Data for this exercise Start Marker

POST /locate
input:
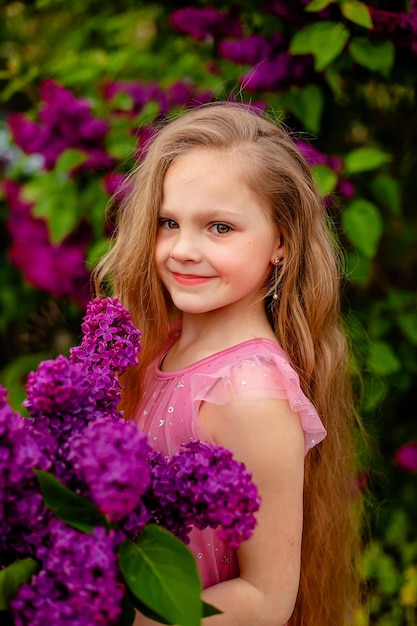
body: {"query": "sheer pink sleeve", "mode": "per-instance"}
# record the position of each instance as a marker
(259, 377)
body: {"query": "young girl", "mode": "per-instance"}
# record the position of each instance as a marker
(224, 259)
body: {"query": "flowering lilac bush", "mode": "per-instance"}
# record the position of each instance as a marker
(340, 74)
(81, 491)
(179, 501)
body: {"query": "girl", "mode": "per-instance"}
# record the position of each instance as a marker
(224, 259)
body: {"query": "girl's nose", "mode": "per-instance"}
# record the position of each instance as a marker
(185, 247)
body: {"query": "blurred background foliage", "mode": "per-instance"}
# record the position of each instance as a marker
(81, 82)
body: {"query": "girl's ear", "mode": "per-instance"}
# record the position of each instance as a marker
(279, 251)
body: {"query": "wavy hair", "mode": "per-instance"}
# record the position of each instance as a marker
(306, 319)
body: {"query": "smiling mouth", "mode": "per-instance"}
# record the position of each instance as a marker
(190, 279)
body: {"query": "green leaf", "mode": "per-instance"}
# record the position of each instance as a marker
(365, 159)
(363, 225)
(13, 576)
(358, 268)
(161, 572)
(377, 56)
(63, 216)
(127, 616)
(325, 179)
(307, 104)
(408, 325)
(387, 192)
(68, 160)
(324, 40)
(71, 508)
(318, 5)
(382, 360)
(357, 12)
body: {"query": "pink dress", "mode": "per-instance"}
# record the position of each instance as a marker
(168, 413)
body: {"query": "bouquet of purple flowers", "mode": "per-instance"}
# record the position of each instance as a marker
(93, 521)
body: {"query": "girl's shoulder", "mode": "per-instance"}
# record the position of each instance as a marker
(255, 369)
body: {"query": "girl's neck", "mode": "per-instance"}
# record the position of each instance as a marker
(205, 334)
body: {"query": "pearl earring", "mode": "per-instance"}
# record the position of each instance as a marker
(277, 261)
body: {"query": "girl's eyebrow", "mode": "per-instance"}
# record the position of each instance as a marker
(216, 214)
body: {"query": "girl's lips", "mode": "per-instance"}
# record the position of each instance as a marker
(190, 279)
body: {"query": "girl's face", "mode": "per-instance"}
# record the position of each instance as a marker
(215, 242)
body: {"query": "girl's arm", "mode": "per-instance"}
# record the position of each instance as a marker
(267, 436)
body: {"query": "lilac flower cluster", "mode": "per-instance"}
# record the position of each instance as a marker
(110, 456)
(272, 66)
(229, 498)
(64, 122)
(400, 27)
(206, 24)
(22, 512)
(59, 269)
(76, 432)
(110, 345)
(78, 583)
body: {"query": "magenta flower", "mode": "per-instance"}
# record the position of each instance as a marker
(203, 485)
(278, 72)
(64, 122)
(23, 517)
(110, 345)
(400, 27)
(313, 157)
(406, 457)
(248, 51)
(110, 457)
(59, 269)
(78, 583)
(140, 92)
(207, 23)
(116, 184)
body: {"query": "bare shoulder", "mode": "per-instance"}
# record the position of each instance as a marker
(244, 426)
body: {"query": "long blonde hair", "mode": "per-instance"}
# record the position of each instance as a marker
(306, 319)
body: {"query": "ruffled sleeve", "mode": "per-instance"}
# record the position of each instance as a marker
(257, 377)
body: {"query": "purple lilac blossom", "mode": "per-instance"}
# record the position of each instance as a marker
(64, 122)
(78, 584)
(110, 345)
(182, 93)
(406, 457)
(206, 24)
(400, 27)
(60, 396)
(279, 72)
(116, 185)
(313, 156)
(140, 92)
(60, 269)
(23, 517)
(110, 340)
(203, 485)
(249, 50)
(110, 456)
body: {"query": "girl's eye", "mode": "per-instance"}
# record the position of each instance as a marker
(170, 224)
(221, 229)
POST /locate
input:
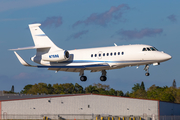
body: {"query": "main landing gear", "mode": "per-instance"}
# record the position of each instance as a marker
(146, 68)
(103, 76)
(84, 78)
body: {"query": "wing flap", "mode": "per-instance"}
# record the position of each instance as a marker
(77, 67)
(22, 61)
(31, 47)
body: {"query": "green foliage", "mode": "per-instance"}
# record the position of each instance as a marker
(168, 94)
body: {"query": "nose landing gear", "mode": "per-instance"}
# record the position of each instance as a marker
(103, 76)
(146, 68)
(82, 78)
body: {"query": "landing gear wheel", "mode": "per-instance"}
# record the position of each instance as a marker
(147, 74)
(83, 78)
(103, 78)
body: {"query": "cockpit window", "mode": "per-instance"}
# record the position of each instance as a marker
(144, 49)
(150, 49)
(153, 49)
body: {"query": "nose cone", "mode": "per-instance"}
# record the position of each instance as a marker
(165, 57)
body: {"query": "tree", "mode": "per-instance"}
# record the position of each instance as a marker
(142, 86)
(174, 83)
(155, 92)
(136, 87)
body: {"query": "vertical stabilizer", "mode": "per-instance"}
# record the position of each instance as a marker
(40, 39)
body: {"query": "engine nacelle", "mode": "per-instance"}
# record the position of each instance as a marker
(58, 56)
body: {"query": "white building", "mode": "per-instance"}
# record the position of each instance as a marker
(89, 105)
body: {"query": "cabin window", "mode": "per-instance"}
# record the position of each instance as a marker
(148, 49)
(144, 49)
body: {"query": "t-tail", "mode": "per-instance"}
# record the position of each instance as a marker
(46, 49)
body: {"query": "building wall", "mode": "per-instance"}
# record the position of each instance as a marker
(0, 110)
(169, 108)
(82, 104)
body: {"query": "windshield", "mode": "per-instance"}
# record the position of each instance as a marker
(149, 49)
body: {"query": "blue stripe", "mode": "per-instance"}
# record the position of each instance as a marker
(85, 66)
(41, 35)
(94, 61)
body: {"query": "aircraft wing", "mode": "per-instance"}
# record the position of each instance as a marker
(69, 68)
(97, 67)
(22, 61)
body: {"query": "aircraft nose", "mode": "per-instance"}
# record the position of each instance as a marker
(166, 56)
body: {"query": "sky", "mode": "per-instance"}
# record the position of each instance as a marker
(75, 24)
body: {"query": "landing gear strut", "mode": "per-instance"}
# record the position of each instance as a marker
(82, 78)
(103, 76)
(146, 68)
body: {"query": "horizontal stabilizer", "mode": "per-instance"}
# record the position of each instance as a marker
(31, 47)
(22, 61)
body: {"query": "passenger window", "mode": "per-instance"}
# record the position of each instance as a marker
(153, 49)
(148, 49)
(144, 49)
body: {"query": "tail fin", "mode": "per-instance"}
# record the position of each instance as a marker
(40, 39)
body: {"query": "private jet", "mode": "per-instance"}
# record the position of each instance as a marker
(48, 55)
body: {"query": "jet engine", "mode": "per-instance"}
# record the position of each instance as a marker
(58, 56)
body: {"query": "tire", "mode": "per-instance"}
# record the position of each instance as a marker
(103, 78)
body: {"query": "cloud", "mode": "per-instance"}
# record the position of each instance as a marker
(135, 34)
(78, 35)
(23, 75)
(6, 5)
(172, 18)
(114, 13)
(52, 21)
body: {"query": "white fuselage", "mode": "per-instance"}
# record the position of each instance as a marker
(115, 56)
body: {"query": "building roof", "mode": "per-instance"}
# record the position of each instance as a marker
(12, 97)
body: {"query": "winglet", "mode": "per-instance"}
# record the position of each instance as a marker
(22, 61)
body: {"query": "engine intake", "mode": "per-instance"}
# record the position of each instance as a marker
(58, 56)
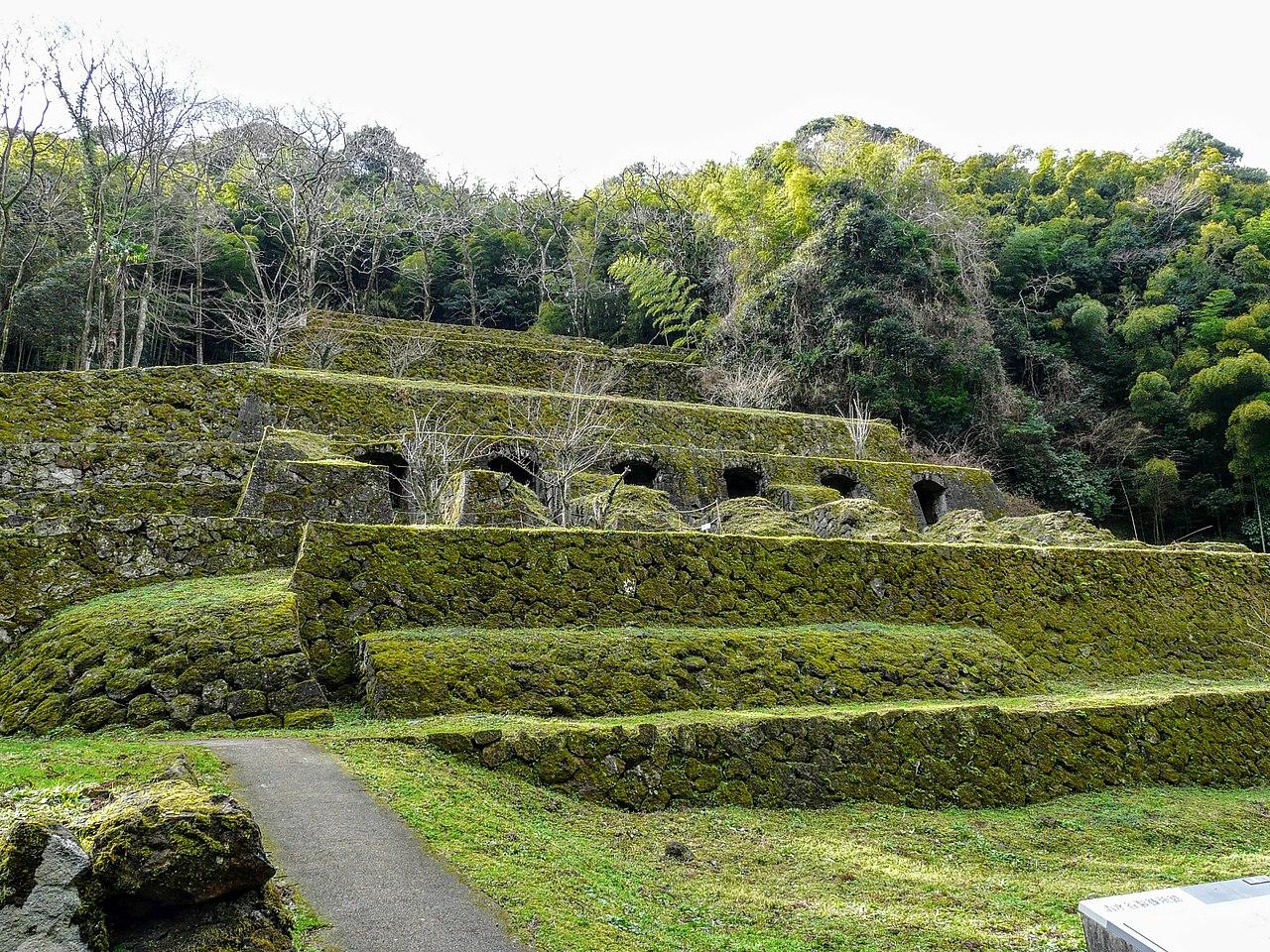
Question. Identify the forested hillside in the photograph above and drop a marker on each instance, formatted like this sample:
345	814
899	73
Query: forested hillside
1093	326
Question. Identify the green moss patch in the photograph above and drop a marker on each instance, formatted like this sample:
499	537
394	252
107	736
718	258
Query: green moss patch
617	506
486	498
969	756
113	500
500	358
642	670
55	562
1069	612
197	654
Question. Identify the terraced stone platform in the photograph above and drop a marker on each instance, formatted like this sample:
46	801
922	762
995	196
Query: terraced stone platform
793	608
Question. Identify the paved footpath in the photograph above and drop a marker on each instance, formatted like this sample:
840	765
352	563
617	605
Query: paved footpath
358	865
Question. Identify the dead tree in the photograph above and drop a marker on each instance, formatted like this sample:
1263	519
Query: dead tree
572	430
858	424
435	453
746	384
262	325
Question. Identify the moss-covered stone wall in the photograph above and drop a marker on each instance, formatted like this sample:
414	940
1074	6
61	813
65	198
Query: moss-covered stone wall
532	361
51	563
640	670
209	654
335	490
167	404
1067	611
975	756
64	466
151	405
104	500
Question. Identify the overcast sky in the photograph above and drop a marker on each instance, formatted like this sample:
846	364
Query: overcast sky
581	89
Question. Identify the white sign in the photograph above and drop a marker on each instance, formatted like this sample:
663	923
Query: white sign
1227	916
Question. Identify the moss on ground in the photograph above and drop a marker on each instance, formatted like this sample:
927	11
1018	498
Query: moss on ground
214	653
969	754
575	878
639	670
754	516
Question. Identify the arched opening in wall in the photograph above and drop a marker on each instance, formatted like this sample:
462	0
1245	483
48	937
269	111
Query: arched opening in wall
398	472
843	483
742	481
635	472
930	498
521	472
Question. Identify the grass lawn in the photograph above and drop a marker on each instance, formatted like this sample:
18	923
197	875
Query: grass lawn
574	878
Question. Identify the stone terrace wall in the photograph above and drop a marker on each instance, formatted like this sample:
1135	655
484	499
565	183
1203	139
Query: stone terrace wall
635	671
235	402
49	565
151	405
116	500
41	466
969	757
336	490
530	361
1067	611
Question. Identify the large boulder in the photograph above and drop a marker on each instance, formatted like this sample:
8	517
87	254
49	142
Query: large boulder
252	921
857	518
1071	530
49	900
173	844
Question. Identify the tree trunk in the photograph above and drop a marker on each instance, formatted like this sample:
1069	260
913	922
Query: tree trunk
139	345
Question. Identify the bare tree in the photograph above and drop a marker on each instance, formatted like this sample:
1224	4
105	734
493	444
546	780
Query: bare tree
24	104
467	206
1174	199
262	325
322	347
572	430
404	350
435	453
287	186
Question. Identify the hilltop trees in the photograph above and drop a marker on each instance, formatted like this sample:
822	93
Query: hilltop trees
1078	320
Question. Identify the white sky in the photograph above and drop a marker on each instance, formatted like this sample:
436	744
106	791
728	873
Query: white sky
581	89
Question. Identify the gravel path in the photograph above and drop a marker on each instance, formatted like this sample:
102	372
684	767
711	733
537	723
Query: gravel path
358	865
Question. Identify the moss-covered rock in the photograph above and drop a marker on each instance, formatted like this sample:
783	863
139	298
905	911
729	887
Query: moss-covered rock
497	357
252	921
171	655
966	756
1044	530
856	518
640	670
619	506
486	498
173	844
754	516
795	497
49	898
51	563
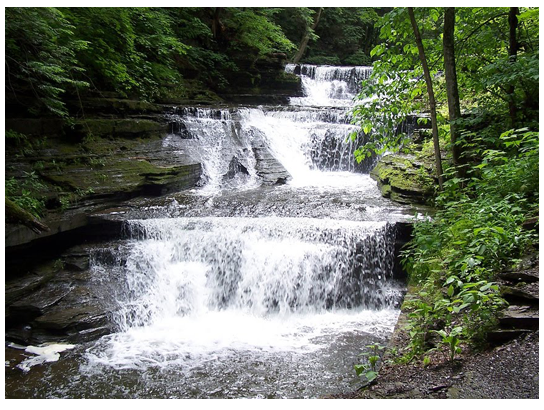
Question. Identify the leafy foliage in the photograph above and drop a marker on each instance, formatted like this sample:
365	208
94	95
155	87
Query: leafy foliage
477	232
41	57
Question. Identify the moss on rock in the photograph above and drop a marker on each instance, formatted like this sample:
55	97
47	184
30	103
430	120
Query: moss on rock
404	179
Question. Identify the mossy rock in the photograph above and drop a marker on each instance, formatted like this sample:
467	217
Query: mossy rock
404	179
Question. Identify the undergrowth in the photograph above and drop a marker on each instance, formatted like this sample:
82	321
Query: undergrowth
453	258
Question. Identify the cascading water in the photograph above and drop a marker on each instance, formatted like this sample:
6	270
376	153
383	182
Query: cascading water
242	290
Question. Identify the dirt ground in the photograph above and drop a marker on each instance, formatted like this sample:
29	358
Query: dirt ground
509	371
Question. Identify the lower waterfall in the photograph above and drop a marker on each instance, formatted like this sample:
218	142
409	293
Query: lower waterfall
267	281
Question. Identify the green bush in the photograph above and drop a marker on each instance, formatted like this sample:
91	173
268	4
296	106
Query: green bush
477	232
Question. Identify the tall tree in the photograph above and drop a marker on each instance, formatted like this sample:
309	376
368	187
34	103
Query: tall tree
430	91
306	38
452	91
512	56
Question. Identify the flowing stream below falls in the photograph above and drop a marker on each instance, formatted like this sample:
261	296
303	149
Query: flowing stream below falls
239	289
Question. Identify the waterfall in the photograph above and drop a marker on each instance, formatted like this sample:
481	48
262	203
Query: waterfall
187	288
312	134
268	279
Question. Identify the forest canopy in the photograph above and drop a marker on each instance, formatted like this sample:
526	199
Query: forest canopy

Data for this exercise End Marker

▸ Work instructions
Work out how many lines of the listing above include "canopy"; the reply is that number alone.

▸ Answer section
2